▸ **Stored data entries**

== == ==

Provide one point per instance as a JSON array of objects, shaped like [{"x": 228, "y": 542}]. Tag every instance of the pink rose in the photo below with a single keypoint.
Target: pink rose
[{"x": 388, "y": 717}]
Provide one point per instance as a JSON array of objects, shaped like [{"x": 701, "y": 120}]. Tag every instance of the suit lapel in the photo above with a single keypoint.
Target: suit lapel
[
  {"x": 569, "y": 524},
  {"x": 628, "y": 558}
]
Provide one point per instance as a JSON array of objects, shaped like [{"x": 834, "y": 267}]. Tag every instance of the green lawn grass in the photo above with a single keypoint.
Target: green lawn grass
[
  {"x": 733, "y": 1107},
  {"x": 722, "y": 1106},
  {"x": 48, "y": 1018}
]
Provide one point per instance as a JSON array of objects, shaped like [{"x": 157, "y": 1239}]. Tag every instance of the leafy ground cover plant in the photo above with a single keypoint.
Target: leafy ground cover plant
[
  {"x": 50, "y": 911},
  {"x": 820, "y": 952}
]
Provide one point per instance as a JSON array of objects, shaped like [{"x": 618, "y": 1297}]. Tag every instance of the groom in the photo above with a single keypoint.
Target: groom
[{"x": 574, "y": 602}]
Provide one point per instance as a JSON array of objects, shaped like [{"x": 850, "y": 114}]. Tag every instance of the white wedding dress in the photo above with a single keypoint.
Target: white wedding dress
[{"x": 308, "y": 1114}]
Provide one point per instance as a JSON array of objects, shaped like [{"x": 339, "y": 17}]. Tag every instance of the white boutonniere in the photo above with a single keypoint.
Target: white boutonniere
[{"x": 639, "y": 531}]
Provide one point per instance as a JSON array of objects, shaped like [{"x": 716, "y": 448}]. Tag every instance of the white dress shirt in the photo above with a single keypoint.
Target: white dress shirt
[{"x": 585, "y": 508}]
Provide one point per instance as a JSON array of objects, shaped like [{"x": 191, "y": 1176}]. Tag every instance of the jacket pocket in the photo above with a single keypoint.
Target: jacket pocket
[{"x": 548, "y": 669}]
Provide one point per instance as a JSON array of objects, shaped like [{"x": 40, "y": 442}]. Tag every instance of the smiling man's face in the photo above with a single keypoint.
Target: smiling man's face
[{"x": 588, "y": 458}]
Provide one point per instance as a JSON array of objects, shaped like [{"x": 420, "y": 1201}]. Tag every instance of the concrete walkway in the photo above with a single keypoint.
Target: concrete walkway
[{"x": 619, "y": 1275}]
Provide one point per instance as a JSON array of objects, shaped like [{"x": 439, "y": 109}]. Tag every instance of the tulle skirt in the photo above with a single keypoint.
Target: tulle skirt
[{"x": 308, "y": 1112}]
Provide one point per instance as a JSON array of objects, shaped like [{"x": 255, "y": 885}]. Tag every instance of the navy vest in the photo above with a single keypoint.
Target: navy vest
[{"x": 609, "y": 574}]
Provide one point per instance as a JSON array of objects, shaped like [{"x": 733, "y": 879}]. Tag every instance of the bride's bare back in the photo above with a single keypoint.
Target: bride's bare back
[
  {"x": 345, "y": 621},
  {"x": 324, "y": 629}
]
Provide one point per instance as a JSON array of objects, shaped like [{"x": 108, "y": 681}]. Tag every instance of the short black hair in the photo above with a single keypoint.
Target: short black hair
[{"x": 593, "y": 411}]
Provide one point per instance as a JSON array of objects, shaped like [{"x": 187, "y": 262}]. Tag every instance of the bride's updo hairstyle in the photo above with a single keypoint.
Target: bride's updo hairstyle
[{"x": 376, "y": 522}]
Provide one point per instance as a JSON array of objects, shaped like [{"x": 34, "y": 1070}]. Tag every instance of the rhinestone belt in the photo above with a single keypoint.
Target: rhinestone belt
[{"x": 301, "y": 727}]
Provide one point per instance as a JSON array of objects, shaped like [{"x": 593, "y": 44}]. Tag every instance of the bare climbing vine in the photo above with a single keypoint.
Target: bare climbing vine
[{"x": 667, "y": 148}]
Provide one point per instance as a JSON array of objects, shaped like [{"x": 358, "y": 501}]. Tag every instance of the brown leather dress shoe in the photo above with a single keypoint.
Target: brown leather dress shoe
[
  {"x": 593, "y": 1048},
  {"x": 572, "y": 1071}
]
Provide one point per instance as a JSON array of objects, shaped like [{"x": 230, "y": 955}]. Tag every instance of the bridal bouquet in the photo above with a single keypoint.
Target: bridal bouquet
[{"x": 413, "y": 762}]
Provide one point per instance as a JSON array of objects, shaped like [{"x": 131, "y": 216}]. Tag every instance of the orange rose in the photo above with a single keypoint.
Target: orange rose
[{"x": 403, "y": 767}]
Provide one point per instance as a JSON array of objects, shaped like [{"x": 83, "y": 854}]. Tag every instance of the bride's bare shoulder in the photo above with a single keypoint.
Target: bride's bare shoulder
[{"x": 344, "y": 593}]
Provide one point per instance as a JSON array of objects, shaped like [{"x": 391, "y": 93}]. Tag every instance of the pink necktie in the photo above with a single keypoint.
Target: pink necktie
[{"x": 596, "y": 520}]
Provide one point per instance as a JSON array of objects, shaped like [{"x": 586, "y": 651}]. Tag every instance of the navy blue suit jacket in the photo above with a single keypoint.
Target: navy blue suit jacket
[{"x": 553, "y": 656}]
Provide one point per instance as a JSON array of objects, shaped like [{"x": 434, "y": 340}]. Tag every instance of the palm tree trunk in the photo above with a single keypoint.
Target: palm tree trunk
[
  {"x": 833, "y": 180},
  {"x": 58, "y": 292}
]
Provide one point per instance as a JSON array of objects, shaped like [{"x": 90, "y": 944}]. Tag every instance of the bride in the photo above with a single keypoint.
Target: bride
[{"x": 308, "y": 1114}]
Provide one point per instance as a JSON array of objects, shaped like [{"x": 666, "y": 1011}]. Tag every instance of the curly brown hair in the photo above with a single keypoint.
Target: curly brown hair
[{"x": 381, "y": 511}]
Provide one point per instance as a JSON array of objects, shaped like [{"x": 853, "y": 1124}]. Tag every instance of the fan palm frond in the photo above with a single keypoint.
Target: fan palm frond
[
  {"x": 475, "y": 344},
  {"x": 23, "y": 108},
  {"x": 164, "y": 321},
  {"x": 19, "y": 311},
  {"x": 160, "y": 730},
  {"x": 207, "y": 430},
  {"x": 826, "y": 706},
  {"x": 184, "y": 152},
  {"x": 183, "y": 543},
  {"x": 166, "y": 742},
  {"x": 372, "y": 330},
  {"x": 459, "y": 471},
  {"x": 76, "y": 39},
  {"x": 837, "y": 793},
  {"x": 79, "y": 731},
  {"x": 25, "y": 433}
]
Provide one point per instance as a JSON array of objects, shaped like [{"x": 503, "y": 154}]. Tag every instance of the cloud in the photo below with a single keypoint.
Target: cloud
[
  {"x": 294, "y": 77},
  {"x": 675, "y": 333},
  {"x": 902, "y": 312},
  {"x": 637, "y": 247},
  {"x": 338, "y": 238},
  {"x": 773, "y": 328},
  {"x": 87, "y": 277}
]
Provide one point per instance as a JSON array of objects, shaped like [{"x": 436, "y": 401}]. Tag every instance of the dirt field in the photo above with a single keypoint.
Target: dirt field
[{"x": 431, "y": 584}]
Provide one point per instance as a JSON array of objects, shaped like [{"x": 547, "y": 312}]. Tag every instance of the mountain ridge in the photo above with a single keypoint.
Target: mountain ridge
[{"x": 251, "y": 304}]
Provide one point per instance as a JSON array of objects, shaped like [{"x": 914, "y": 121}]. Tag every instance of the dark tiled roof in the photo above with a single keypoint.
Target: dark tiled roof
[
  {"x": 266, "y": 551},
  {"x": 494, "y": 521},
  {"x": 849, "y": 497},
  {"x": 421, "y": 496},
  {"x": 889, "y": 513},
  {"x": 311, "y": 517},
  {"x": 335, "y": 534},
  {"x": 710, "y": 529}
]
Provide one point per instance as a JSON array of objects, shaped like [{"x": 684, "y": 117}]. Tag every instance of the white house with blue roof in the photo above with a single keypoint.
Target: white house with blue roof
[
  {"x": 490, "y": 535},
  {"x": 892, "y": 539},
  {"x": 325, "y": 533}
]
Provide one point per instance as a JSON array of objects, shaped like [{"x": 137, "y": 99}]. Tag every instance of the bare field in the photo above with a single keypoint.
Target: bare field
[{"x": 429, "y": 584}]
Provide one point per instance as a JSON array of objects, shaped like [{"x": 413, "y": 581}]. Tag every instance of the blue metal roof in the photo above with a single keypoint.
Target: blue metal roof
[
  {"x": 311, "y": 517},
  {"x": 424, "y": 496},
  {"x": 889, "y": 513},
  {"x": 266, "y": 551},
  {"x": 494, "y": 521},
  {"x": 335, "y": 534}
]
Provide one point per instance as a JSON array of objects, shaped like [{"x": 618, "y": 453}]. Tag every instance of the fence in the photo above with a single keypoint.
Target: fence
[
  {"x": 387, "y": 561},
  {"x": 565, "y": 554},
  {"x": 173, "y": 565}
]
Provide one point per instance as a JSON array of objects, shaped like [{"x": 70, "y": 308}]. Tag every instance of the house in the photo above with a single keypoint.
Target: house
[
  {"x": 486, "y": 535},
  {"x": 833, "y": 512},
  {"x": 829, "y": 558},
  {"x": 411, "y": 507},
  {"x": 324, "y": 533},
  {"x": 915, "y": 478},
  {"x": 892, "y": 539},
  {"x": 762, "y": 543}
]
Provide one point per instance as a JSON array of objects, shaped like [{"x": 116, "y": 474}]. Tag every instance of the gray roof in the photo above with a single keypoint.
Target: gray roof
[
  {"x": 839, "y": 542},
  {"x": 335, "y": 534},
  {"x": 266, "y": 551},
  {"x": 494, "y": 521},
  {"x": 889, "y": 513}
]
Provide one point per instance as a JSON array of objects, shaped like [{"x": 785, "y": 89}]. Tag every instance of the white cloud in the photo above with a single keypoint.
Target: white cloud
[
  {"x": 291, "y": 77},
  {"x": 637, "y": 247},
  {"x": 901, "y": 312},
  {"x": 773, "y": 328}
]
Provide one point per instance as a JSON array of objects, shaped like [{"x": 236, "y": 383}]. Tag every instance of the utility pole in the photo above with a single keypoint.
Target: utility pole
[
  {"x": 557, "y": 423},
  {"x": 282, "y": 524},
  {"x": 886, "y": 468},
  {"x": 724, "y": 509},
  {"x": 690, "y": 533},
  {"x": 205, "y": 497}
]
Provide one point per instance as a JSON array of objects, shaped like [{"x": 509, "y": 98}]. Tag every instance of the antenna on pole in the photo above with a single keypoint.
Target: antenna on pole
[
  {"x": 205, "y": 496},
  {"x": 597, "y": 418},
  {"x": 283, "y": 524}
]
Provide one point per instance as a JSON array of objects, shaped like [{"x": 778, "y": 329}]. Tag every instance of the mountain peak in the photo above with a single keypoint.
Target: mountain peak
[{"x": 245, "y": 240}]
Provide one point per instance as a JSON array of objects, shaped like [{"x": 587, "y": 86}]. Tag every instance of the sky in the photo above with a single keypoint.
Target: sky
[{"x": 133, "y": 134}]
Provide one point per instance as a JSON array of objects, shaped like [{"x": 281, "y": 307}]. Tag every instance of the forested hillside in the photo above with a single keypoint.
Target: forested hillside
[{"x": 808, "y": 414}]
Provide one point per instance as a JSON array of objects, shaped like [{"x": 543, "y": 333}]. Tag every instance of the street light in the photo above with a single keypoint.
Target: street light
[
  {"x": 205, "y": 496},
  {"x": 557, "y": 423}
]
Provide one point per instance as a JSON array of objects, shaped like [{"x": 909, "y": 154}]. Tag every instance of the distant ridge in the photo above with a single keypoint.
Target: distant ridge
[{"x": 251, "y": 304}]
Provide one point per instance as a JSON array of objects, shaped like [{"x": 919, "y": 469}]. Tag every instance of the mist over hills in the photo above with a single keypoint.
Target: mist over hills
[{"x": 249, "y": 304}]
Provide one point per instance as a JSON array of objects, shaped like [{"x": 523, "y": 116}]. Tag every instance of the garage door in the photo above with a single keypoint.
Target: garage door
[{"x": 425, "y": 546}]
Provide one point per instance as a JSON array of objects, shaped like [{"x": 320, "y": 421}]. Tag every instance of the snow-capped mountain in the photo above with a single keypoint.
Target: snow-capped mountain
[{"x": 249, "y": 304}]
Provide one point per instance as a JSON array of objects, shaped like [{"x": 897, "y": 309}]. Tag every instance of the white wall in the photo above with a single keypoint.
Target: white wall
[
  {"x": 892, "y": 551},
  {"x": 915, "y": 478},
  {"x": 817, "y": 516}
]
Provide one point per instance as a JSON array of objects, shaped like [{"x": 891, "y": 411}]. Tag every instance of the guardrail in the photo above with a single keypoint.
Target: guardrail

== == ==

Which lines of the data above contain "below"? Copy each one.

▸ **YOUR RESPONSE**
Provide one point per instance as a JSON array of objects, shaped like [{"x": 228, "y": 542}]. Tag every instance of the pink rose in the photo below with a single keypoint.
Provide one point per instance as a JSON array of objects, shaped like [{"x": 503, "y": 154}]. Tag every instance of the cloud in the photo below with a single keypoint.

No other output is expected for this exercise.